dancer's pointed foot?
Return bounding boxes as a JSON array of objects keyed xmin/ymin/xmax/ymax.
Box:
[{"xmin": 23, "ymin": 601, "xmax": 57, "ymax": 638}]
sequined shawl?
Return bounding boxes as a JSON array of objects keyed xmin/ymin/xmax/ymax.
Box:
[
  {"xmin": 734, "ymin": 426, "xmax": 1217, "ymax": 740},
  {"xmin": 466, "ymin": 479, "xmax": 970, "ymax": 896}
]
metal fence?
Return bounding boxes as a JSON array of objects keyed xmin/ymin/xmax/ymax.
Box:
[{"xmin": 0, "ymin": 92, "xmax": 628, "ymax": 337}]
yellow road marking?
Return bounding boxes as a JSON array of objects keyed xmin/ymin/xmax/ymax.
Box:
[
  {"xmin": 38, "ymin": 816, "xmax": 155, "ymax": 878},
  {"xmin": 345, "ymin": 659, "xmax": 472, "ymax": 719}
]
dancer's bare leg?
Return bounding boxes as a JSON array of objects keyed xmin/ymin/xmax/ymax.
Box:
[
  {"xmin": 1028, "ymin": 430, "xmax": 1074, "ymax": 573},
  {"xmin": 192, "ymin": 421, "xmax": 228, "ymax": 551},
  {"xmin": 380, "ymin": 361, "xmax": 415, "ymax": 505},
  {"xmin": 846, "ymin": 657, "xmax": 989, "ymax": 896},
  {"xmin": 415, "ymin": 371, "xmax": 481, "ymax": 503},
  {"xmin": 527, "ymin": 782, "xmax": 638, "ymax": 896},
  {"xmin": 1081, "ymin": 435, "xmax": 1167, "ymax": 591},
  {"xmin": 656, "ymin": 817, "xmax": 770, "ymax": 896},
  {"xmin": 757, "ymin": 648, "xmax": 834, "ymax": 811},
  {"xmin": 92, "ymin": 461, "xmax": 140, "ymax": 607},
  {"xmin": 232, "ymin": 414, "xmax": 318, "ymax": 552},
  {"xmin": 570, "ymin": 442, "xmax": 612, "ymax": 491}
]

------------------------------------------------

Task:
Copy the listing above line for line, changing nothing.

Correct output:
dancer's pointed foot?
Return bounding boxes as a JSON array of objects keyed xmin/ymin/xmax/ymax.
Box:
[{"xmin": 23, "ymin": 601, "xmax": 57, "ymax": 638}]
sequined shawl?
Return bounding boxes as a JSON array of objects keyed xmin/ymin/xmax/ymax.
Box:
[
  {"xmin": 734, "ymin": 426, "xmax": 1217, "ymax": 740},
  {"xmin": 466, "ymin": 479, "xmax": 970, "ymax": 896}
]
metal fence?
Return bounding boxes as a JSON array of objects keyed xmin/ymin/xmax/ymax.
Box:
[{"xmin": 0, "ymin": 92, "xmax": 628, "ymax": 337}]
yellow road marking?
Return bounding boxes as a JSON array of objects keyed xmin/ymin/xmax/ymax.
Box:
[
  {"xmin": 38, "ymin": 816, "xmax": 155, "ymax": 878},
  {"xmin": 345, "ymin": 659, "xmax": 472, "ymax": 719}
]
dancer's bare leg?
Return bounding boxes as a JSON array of objects keyed xmin/ymin/xmax/ymax.
Box:
[
  {"xmin": 1028, "ymin": 430, "xmax": 1074, "ymax": 573},
  {"xmin": 192, "ymin": 421, "xmax": 228, "ymax": 551},
  {"xmin": 380, "ymin": 361, "xmax": 415, "ymax": 505},
  {"xmin": 846, "ymin": 657, "xmax": 989, "ymax": 896},
  {"xmin": 415, "ymin": 371, "xmax": 481, "ymax": 503},
  {"xmin": 527, "ymin": 782, "xmax": 638, "ymax": 896},
  {"xmin": 1081, "ymin": 435, "xmax": 1167, "ymax": 591},
  {"xmin": 656, "ymin": 817, "xmax": 770, "ymax": 896},
  {"xmin": 757, "ymin": 648, "xmax": 834, "ymax": 811},
  {"xmin": 92, "ymin": 461, "xmax": 140, "ymax": 607},
  {"xmin": 232, "ymin": 414, "xmax": 318, "ymax": 552},
  {"xmin": 570, "ymin": 442, "xmax": 612, "ymax": 491}
]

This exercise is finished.